**GIVEN EXERCISE:**
Output the lines below as a Markdown table with two columns, Row and Line text, giving each line its own numbered row and skipping blank lines. Leave the pictures out of the table.

*** PROVIDED MATERIAL ***

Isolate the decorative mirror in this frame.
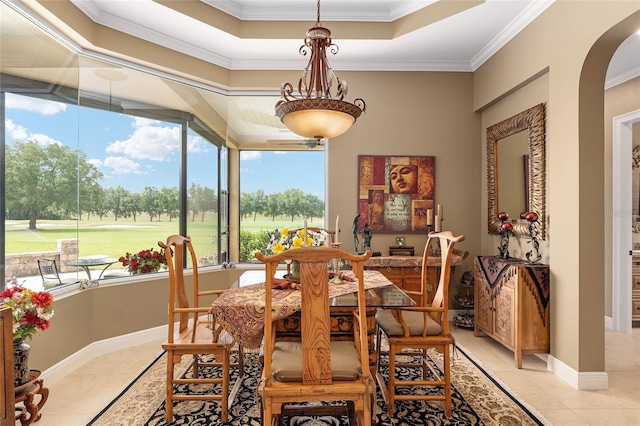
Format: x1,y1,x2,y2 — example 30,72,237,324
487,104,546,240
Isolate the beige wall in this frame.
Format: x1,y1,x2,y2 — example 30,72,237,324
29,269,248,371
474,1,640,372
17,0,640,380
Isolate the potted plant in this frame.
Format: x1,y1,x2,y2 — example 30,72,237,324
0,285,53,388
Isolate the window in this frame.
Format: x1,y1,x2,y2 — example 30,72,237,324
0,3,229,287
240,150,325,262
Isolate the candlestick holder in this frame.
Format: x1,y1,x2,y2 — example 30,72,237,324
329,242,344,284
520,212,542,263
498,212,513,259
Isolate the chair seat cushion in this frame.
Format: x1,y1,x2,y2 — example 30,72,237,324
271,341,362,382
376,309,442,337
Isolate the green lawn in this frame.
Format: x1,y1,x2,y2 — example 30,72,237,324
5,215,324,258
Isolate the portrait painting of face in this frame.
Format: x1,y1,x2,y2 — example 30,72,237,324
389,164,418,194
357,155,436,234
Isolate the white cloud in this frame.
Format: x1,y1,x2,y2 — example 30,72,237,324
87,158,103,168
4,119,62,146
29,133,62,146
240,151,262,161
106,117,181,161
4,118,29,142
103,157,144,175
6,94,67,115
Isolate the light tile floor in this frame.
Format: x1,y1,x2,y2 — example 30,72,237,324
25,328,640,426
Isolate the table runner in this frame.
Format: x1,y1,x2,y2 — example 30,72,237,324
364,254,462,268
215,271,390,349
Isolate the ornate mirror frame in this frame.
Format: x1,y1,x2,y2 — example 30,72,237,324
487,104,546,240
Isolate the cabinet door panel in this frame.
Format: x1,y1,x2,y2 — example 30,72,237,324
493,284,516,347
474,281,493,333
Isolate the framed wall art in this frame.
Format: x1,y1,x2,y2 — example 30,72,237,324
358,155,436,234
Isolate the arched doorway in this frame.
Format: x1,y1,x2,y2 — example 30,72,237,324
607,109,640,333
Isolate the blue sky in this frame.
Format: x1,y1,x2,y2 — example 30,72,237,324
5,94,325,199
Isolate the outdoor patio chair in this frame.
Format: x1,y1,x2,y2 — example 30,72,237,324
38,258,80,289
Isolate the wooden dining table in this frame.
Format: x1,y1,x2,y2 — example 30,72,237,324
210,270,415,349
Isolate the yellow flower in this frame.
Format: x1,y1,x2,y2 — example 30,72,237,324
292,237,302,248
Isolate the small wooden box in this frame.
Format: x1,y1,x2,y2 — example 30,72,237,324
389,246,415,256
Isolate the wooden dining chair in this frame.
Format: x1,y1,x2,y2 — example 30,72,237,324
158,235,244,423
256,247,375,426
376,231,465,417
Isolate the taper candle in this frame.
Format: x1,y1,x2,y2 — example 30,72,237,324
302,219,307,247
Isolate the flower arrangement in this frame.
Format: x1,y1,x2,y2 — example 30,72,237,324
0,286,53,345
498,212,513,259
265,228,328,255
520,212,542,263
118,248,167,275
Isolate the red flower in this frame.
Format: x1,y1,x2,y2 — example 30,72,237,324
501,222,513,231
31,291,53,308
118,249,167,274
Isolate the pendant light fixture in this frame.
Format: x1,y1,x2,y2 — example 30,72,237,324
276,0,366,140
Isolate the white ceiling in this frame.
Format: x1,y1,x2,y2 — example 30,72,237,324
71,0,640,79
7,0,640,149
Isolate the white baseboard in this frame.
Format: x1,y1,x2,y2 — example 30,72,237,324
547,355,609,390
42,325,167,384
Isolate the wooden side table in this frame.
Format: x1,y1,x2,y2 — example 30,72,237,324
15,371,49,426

***

**THE SOLUTION:**
| Row | Line text |
|---|---|
| 1 | Isolate the decorative mirror in this frame. |
| 2 | Format: x1,y1,x2,y2 — example 30,72,237,324 |
| 3 | 487,104,546,240 |
| 4 | Isolate the beige wall in this frame. |
| 5 | Format: x1,y1,x2,y2 — example 30,72,237,324 |
| 6 | 29,269,248,371 |
| 7 | 474,1,640,372 |
| 8 | 17,0,640,380 |
| 9 | Isolate the potted plant in this frame. |
| 10 | Format: x1,y1,x2,y2 — example 30,72,237,324 |
| 11 | 0,285,53,388 |
| 12 | Isolate the window in this frame. |
| 13 | Format: x1,y1,x2,y2 — example 30,72,237,324 |
| 14 | 0,3,229,287 |
| 15 | 240,150,325,262 |
| 16 | Isolate the candlestick holder in this frame. |
| 17 | Format: x1,y1,x2,y2 — example 30,72,237,324 |
| 18 | 329,242,344,284 |
| 19 | 520,212,542,263 |
| 20 | 498,212,513,259 |
| 21 | Isolate the chair seat cushion in this frame. |
| 22 | Format: x1,y1,x2,y2 — example 30,72,237,324 |
| 23 | 271,341,362,382 |
| 24 | 376,309,442,337 |
| 25 | Isolate the green lawn in this frame. |
| 26 | Format: x1,y1,x2,y2 — example 30,72,237,324 |
| 27 | 5,215,324,258 |
| 28 | Isolate the portrait painting of face in this frame. |
| 29 | Format: x1,y1,x2,y2 — example 30,72,237,324 |
| 30 | 389,164,418,194 |
| 31 | 357,155,436,234 |
| 32 | Isolate the white cloud in this frame. |
| 33 | Format: x1,y1,x2,y2 — example 30,72,237,324 |
| 34 | 87,158,103,168 |
| 35 | 4,119,62,146 |
| 36 | 29,133,62,146 |
| 37 | 240,151,262,161 |
| 38 | 106,117,181,161 |
| 39 | 4,118,29,142 |
| 40 | 103,157,144,175 |
| 41 | 6,94,67,115 |
| 42 | Isolate the light tile floor in this frame. |
| 43 | Format: x1,y1,x2,y2 — example 30,72,237,324 |
| 44 | 25,328,640,426 |
| 45 | Isolate the table runner in this frame. |
| 46 | Format: x1,y1,x2,y2 — example 30,72,237,324 |
| 47 | 364,254,462,268 |
| 48 | 215,271,390,349 |
| 49 | Isolate the ornate mirror frame in this frame. |
| 50 | Format: x1,y1,x2,y2 — example 30,72,237,324 |
| 51 | 487,104,546,240 |
| 52 | Isolate the cabinet door panel in this frame. |
| 53 | Format: x1,y1,x2,y2 — example 30,72,237,324 |
| 54 | 493,284,516,347 |
| 55 | 474,281,493,333 |
| 56 | Isolate the framed wall art in this frame. |
| 57 | Format: x1,y1,x2,y2 — example 30,72,237,324 |
| 58 | 358,155,436,234 |
| 59 | Isolate the arched doorway in this frame. |
| 60 | Format: x1,y1,x2,y2 — example 30,72,237,324 |
| 61 | 607,109,640,333 |
| 62 | Isolate the blue sky in this frame. |
| 63 | Format: x1,y1,x2,y2 — example 30,72,237,324 |
| 64 | 5,94,325,199 |
| 65 | Isolate the outdoor patio chair in this frame. |
| 66 | Format: x1,y1,x2,y2 — example 30,72,237,324 |
| 67 | 38,258,80,289 |
| 68 | Isolate the wooden dining table in this frame. |
| 69 | Format: x1,y1,x2,y2 — example 30,72,237,324 |
| 70 | 210,270,415,349 |
| 71 | Isolate the yellow flower in this frame. |
| 72 | Format: x1,y1,x2,y2 — example 30,72,237,324 |
| 73 | 292,237,302,248 |
| 74 | Isolate the small wooden box in this frame. |
| 75 | Format: x1,y1,x2,y2 — example 30,72,237,324 |
| 76 | 389,246,415,256 |
| 77 | Isolate the wooden dining chair in this frame. |
| 78 | Format: x1,y1,x2,y2 — example 30,72,237,324 |
| 79 | 158,235,244,423 |
| 80 | 256,247,375,426 |
| 81 | 376,231,465,417 |
| 82 | Isolate the taper candle in this frame. |
| 83 | Format: x1,y1,x2,y2 — example 30,72,237,324 |
| 84 | 302,219,307,247 |
| 85 | Isolate the flower arrangement in this frame. |
| 86 | Format: x1,y1,x2,y2 — example 30,72,237,324 |
| 87 | 0,286,53,345 |
| 88 | 498,212,513,259 |
| 89 | 265,228,328,255 |
| 90 | 520,212,542,263 |
| 91 | 118,248,167,275 |
| 92 | Isolate the red flower in this frame. |
| 93 | Format: x1,y1,x2,y2 — example 30,72,237,324 |
| 94 | 501,222,513,231 |
| 95 | 31,291,53,308 |
| 96 | 118,249,167,274 |
| 97 | Isolate the pendant light fixture in this frame. |
| 98 | Format: x1,y1,x2,y2 — example 30,72,237,324 |
| 99 | 276,0,366,140 |
| 100 | Isolate the white ceiling in this frame. |
| 101 | Format: x1,y1,x2,y2 — example 30,72,237,324 |
| 102 | 71,0,640,79 |
| 103 | 7,0,640,149 |
| 104 | Isolate the white baseboard in this frame. |
| 105 | Format: x1,y1,x2,y2 — example 30,72,237,324 |
| 106 | 547,355,609,390 |
| 107 | 42,325,167,384 |
| 108 | Isolate the wooden side table in this frame. |
| 109 | Format: x1,y1,x2,y2 — example 30,72,237,324 |
| 110 | 15,371,49,426 |